Extracted records:
>>>

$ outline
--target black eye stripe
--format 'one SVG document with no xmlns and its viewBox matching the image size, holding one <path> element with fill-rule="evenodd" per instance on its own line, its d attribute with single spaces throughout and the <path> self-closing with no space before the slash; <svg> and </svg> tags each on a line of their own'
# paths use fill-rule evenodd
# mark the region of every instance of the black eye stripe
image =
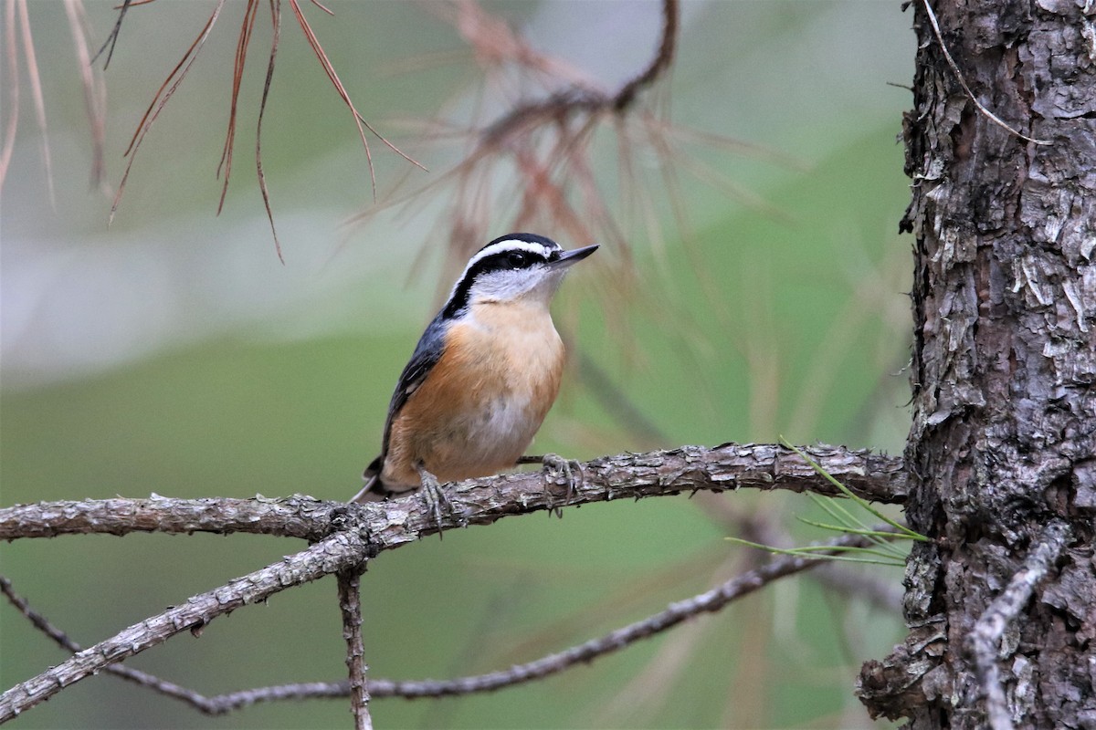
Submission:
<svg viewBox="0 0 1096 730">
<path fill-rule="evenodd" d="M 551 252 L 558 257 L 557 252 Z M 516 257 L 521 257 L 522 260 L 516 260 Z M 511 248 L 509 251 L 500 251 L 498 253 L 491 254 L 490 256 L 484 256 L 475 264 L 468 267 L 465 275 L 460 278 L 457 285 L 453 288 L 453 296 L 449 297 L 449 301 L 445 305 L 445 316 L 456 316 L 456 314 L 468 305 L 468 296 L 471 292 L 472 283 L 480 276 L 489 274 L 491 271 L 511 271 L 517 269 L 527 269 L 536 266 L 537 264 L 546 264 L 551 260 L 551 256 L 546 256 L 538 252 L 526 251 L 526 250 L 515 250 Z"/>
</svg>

<<<
>>>

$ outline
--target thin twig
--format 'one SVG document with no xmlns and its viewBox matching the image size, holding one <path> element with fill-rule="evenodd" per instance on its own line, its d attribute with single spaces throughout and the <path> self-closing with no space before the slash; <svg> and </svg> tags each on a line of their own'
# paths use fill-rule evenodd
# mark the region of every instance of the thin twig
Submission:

<<<

__Exercise prompt__:
List every line of the listing above that contains the word "black".

__Solution below__:
--target black eye stripe
# mark the region of every instance of the black eye stripe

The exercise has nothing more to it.